───── ENTRIES SUPPLIED
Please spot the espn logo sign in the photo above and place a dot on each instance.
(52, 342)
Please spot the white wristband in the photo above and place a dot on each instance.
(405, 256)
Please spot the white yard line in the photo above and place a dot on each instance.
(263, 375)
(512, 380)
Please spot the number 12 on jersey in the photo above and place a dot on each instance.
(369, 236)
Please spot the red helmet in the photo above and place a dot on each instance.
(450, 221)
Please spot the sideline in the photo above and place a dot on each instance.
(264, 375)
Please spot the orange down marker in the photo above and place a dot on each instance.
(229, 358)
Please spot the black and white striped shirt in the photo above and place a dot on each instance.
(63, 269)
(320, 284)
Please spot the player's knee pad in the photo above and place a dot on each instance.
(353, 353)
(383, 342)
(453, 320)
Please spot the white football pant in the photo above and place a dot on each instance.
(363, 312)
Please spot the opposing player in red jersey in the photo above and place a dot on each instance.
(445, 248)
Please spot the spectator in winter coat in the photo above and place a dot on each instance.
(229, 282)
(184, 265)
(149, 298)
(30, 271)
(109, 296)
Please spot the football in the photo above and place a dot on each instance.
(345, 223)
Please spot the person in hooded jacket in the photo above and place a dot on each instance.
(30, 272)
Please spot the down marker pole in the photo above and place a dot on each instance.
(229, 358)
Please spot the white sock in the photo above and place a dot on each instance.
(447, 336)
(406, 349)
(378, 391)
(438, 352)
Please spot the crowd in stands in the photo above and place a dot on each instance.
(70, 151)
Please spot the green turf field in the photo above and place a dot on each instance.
──────────
> _YOUR GOAL_: Reproduce all of the records above word for word, without altering anything.

> _RESPONSE BELOW_:
Please spot the espn logo sign in the photo above and place a dot on each instance.
(52, 342)
Please spot the white wristband in the photo above and place a dot on each instance.
(405, 256)
Please spot the white yard line in the photo above and place a dot on each instance.
(263, 375)
(512, 380)
Please spot the number 12 on jersey in the photo above and place a dot on each instance.
(369, 236)
Please spot the red helmet in the photo above and place a dot on each instance.
(450, 221)
Please spot the sideline in the photo above and place a dot on each instance.
(264, 375)
Please spot the orange down marker in the photo above and place a dot on each instance.
(229, 358)
Please spot the black and white striped shirt in the photo above and place a dot on each instance.
(63, 269)
(320, 284)
Please spot the player's knee pad in the photo above and place a dot on each instance.
(353, 353)
(383, 342)
(453, 320)
Please spot the white football pant in the photo above and place a dot on each instance.
(363, 312)
Please spot the opposing player in red jersey in the photo above and place a dot on each instance.
(445, 248)
Please spot the spectator in winter coat in the photo above and place a dot on each instance.
(229, 282)
(184, 265)
(149, 298)
(30, 271)
(109, 296)
Please spot the football in the photo above and place a dot on each instance.
(345, 223)
Please spot the person in hooded jacket in the photo above and place a dot on each instance.
(30, 272)
Please spot the down marker pole in the photo above and place a dot on each instance.
(229, 358)
Please spot the white sock in the photo above and place a dot on each instance.
(447, 336)
(406, 349)
(378, 391)
(438, 352)
Please spot the crowd in stands in the photo above and place a dot on each instance.
(70, 151)
Please spot the green turf field in the photo above and place a dot on each instance.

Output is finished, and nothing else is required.